Task details:
Please reproduce every entry, keeping each one exact.
*** Opening of Data supplied ***
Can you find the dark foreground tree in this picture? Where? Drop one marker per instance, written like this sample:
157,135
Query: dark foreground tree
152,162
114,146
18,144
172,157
*** Close of Data supplied ***
Completed exercise:
Can you find the dark foreground tree in this picture? Where? Drop one marker per instance, written like this sample:
157,135
Query: dark foreground tree
152,162
114,146
18,144
172,157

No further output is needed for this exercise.